Task to complete ->
Please output each line of the data exactly as it appears.

[Task material]

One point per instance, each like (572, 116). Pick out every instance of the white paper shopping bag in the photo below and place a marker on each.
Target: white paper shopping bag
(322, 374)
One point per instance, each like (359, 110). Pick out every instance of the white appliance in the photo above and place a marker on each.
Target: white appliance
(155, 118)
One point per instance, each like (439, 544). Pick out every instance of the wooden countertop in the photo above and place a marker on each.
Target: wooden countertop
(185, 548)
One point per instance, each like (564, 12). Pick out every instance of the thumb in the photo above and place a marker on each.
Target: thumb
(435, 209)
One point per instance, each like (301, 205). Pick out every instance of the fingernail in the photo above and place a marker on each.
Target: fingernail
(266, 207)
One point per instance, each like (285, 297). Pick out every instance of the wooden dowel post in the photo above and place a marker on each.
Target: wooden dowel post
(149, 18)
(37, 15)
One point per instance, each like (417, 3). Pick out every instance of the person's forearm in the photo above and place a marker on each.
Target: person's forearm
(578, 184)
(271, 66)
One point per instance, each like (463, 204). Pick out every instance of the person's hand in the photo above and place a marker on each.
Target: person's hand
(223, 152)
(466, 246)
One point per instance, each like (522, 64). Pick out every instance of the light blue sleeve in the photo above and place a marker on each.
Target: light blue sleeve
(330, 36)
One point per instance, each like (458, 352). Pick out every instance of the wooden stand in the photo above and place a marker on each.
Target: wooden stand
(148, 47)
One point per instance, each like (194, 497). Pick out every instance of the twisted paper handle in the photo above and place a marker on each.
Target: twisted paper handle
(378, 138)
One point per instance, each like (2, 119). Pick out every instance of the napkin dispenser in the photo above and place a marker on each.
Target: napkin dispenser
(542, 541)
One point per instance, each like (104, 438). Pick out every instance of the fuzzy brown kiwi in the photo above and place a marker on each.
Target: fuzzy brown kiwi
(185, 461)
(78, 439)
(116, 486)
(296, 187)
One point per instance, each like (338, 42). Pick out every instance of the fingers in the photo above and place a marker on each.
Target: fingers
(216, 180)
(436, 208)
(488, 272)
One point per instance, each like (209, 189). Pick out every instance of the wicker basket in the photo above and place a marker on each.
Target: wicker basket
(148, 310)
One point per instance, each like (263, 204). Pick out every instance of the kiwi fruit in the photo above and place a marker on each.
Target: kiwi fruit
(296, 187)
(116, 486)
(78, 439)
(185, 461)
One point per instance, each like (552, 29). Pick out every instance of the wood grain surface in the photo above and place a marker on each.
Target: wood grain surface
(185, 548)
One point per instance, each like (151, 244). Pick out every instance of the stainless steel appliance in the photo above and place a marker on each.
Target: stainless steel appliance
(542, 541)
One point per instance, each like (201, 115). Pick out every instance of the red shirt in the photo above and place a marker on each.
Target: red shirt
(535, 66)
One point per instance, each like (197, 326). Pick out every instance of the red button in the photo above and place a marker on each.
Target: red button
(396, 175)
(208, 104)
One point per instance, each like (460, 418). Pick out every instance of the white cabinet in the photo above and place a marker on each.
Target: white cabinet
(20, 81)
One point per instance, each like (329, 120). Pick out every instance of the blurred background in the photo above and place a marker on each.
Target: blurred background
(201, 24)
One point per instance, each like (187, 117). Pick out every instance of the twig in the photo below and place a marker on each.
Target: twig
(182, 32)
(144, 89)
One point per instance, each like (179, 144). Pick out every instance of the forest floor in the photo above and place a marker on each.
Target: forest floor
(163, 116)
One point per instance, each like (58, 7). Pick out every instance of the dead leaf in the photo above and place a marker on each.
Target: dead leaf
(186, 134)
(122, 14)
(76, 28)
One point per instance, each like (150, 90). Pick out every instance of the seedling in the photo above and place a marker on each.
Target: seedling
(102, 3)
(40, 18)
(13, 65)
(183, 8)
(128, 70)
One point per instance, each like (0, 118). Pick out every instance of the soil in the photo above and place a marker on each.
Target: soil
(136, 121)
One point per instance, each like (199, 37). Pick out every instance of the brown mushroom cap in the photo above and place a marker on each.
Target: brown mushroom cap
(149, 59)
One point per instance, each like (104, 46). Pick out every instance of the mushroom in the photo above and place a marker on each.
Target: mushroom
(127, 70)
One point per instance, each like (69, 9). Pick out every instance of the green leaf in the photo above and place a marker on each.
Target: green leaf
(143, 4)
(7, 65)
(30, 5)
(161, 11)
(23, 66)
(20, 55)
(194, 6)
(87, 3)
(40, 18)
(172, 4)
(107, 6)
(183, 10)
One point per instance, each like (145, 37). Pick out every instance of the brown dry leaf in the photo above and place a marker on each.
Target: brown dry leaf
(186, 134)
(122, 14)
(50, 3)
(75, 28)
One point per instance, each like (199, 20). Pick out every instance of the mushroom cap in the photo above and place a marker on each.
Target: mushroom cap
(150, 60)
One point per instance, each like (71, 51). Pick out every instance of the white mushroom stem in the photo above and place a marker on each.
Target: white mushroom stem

[/Task material]

Finished exercise ->
One point per instance, each like (572, 116). Pick out every instance of the white paper shopping bag in the photo below and place a marker on each.
Target: white paper shopping bag
(322, 374)
One point per instance, each like (359, 110). Pick out every instance of the white appliance in the photo above and place a marker on each.
Target: white appliance
(155, 118)
One point per instance, each like (439, 544). Pick out every instance of the wooden countertop in the photo above and place a marker on each.
Target: wooden countertop
(185, 548)
One point per instance, each like (564, 12). Pick out every instance of the thumb in the photo above and place a marker on each.
Target: thumb
(435, 209)
One point per instance, each like (301, 205). Pick out every instance of the fingernail in the photo above and place a marker on each.
Target: fingernail
(266, 207)
One point per instance, each like (285, 297). Pick out every instance of the wooden dowel post in the photo above and place a marker on each.
Target: wooden dowel post
(149, 18)
(37, 15)
One point per instance, each like (417, 3). Pick out every instance of the person's forearm in the photo above and place a marker on each.
Target: person's forearm
(578, 184)
(271, 66)
One point per instance, each like (463, 204). Pick out every instance of the person's hand in the photo above and place a marker on each.
Target: person's hand
(223, 152)
(466, 246)
One point per instance, each like (522, 64). Pick out every instance of the light blue sleeve in the photo above and place a marker on each.
Target: light blue sleeve
(330, 36)
One point per instance, each like (458, 352). Pick out every instance of the wooden stand in the photo above and place a marker on each.
Target: wooden stand
(148, 47)
One point per instance, each like (194, 497). Pick out every instance of the twisted paper handle in the photo above and place a marker on each.
Target: twisted paper handle
(378, 138)
One point per instance, each like (2, 119). Pick out every instance of the napkin dispenser in the photo above and place a marker on each.
Target: napkin dispenser
(542, 541)
One point per instance, each like (104, 438). Pick out every instance of the fuzzy brown kiwi in the photo above and place a marker on each.
Target: fuzzy brown kiwi
(185, 461)
(78, 439)
(116, 486)
(296, 187)
One point per instance, each like (338, 42). Pick out every instance of the fingers in the photo above and place a marker on each.
Target: fingers
(216, 180)
(436, 208)
(488, 272)
One point per instance, each like (209, 189). Pick out every instance of the wicker basket in the photo above and place a marker on each.
Target: wicker basket
(148, 310)
One point per instance, each like (263, 204). Pick out every instance of the kiwi fruit in the photo above and place a marker on each.
Target: kiwi fruit
(296, 187)
(116, 486)
(78, 439)
(185, 461)
One point per instance, each like (552, 29). Pick out every instance of the wood grain surface in the photo above and place a marker on each.
Target: wood grain surface
(185, 548)
One point per instance, each like (151, 244). Pick out every instance of the stainless steel appliance in the photo above and place a marker on each.
Target: stainless steel appliance
(542, 541)
One point per instance, each like (201, 115). Pick out every instance of the red shirt in the photo above and place a marker on each.
Target: red shirt
(535, 66)
One point per instance, each like (197, 326). Pick out every instance of the red button in the photo above and place a marker on each.
Target: red button
(396, 175)
(208, 104)
One point per instance, each like (460, 418). Pick out every instance of the white cabinet in the photo above and place a marker on each.
Target: white cabinet
(20, 81)
One point per instance, each like (329, 120). Pick out every instance of the blurred background in the photo above and place a marker on each.
Target: blurred background
(201, 24)
One point per instance, each like (187, 117). Pick out every instance of the twig in the photo below and place a marker on each.
Target: twig
(182, 32)
(144, 89)
One point per instance, each like (179, 144). Pick out every instance of the forest floor in the photo above and place a marker on each.
Target: forest floor
(163, 116)
One point per instance, each like (58, 7). Pick out every instance of the dead leaf in the photo above and place a marker on each.
Target: dead leaf
(186, 134)
(122, 14)
(76, 28)
One point per instance, each like (150, 90). Pick out every instance of the seedling in the photo above and place a marker on each.
Target: seedling
(102, 3)
(40, 18)
(13, 65)
(183, 8)
(128, 70)
One point per instance, each like (0, 118). Pick out every instance of the soil in the photo above and place a marker on each.
Target: soil
(136, 121)
One point per instance, each like (199, 37). Pick out every instance of the brown mushroom cap in the photo above and place a marker on each.
Target: brown mushroom cap
(149, 59)
One point per instance, each like (104, 46). Pick out every instance of the mushroom in the photo above and place a marker on each.
Target: mushroom
(127, 70)
One point per instance, each like (69, 9). Pick out every instance of the green leaf in the photo above and place a marker on each.
Target: green leaf
(143, 4)
(7, 65)
(30, 5)
(161, 11)
(23, 66)
(20, 55)
(194, 6)
(87, 3)
(40, 18)
(172, 4)
(107, 6)
(183, 10)
One point per instance, each like (145, 37). Pick out every instance of the brown dry leaf in the photo above and place a marker on each.
Target: brown dry leaf
(186, 134)
(122, 14)
(50, 3)
(75, 28)
One point per instance, each like (199, 20). Pick out every instance of the mushroom cap in the photo above and place a marker on each.
Target: mushroom cap
(150, 60)
One point per instance, each like (71, 51). Pick out every instance of the white mushroom stem in the photo above and place a marker on each.
Target: white mushroom stem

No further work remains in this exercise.